··· Supplied data
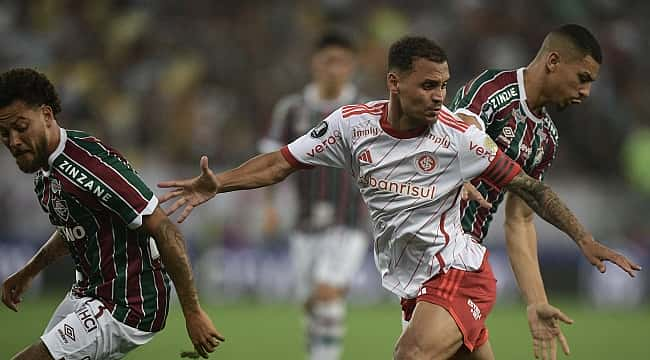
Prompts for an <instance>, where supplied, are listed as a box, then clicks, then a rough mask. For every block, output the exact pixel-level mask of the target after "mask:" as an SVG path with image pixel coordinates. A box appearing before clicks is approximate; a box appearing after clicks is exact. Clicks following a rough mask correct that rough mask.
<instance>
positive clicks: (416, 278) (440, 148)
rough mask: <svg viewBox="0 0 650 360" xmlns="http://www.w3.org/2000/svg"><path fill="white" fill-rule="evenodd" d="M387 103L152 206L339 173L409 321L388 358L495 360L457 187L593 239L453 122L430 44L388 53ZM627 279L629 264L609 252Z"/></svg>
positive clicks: (477, 261)
mask: <svg viewBox="0 0 650 360" xmlns="http://www.w3.org/2000/svg"><path fill="white" fill-rule="evenodd" d="M388 64H389V71H388V74H387V85H388V89H389V91H390V98H389V100H388V101H374V102H368V103H366V104H360V105H356V106H344V107H342V108H340V109H339V110H337V111H335V112H334V113H332V114H331V115H330V116H328V117H327V118H326V119H325V120H324V121H323V122H322V123H321V124H320V125H319V126H318V127H317V128H316V129H318V130H319V131H317V132H316V133H312V132H308V133H306V134H305V135H303V136H302V137H300V138H298V139H297V140H295V141H293V142H292V143H290V144H289V145H287V146H285V147H283V148H282V149H281V150H280V151H276V152H272V153H268V154H264V155H260V156H257V157H255V158H253V159H251V160H249V161H247V162H246V163H244V164H243V165H241V166H239V167H238V168H236V169H232V170H228V171H225V172H223V173H220V174H218V175H215V174H214V173H213V172H212V171H210V170H209V168H208V163H207V158H206V157H203V158H202V159H201V170H202V173H201V175H200V176H198V177H196V178H193V179H188V180H176V181H169V182H163V183H161V184H159V186H161V187H170V188H174V189H173V190H171V191H170V192H168V193H167V194H165V195H164V196H163V197H161V201H162V202H165V201H168V200H170V199H173V198H176V197H180V198H179V199H178V200H176V202H174V204H173V205H172V206H171V207H170V208H169V209H168V212H173V211H176V210H177V209H178V208H180V207H182V206H184V205H185V206H186V207H185V209H184V211H183V212H182V214H181V216H180V217H179V221H183V220H184V219H185V218H186V217H187V216H188V215H189V214H190V212H191V211H192V209H193V208H194V207H196V206H198V205H200V204H202V203H204V202H206V201H207V200H209V199H211V198H212V197H213V196H215V195H216V194H218V193H220V192H228V191H236V190H243V189H251V188H257V187H263V186H268V185H272V184H275V183H278V182H280V181H282V180H283V179H285V178H286V177H287V176H288V175H290V174H291V173H293V172H294V171H296V170H298V169H305V168H313V167H315V166H330V167H339V168H345V169H347V170H348V171H349V172H350V173H351V174H352V176H354V177H355V178H356V179H357V186H358V187H359V189H360V191H361V194H362V196H363V198H364V200H365V202H366V205H367V206H368V208H369V211H370V216H371V219H372V223H373V226H374V237H375V241H374V251H375V263H376V265H377V269H378V270H379V272H380V274H381V278H382V283H383V285H384V287H386V288H387V289H388V290H390V291H391V292H393V293H394V294H396V295H397V296H399V297H401V298H402V310H403V312H404V318H405V320H406V321H408V324H407V325H406V326H405V329H404V332H403V333H402V336H401V337H400V339H399V341H398V342H397V346H396V349H395V353H394V358H395V359H400V360H402V359H448V358H455V357H465V356H468V357H469V358H473V359H493V358H494V355H493V353H492V349H491V347H490V344H489V341H488V333H487V328H486V325H485V319H486V317H487V316H488V315H489V313H490V310H491V309H492V306H493V305H494V301H495V297H496V280H495V279H494V276H493V275H492V271H491V268H490V264H489V262H488V260H487V251H486V249H485V247H484V246H483V245H481V244H480V243H478V242H476V241H474V240H473V239H472V238H471V237H470V236H469V235H466V234H465V233H464V232H463V229H462V226H461V222H460V216H459V214H460V196H459V195H460V192H461V189H462V185H463V182H464V181H467V180H471V179H474V178H481V179H485V181H487V182H488V183H490V184H491V185H492V186H494V187H496V188H503V189H507V190H509V191H512V192H514V193H516V194H518V195H519V196H520V197H522V198H523V199H525V200H526V202H527V204H528V205H529V206H530V207H531V208H532V209H534V210H535V211H536V212H537V213H538V214H540V215H541V216H542V217H543V218H544V219H546V220H547V221H549V222H550V223H552V224H554V225H555V226H557V227H558V228H559V229H561V230H562V231H564V232H565V233H567V234H568V235H569V236H570V237H571V238H572V239H574V240H575V241H576V242H578V243H581V242H595V240H594V239H593V238H592V237H591V235H590V234H589V233H588V232H587V231H586V230H585V229H584V227H583V226H582V225H581V224H580V223H579V221H578V220H577V219H576V217H575V216H574V215H573V214H572V213H571V211H570V210H569V209H568V208H567V207H566V206H565V205H564V204H563V203H562V201H561V200H560V199H559V198H558V197H557V195H556V194H555V193H554V192H553V191H552V190H551V189H550V188H549V187H548V186H546V185H544V184H543V183H541V182H539V181H538V180H535V179H533V178H531V177H529V176H528V175H526V174H525V173H524V172H522V171H521V167H520V166H519V165H518V164H517V163H515V162H514V161H512V160H511V159H510V158H509V157H508V156H506V155H505V154H504V153H503V152H502V151H501V150H499V149H498V147H497V145H496V144H495V143H494V142H493V141H492V139H490V137H489V136H487V135H486V134H485V133H484V132H482V131H480V130H479V129H478V128H476V127H475V126H469V125H467V124H465V123H463V122H462V121H460V120H459V119H458V118H456V117H455V116H454V115H453V114H452V113H451V112H450V111H449V110H448V109H446V108H445V107H444V106H443V105H442V103H443V101H444V98H445V95H446V87H447V81H448V79H449V68H448V65H447V59H446V55H445V53H444V51H443V50H442V49H441V48H440V47H439V46H438V45H437V44H435V43H434V42H433V41H431V40H429V39H426V38H422V37H406V38H403V39H401V40H399V41H397V42H396V43H394V44H393V45H392V46H391V48H390V51H389V56H388ZM608 255H610V256H611V257H610V259H611V260H612V261H614V262H616V263H617V264H618V265H619V266H621V267H622V268H623V269H625V270H626V271H629V272H634V270H635V269H637V268H638V266H637V265H635V264H632V263H630V262H629V260H627V259H626V258H624V257H623V256H621V255H619V254H616V253H614V252H611V251H610V253H609V254H608Z"/></svg>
······
> What the exercise asks: Give only the number of lines in the data that include the string "rough".

> Task response: 2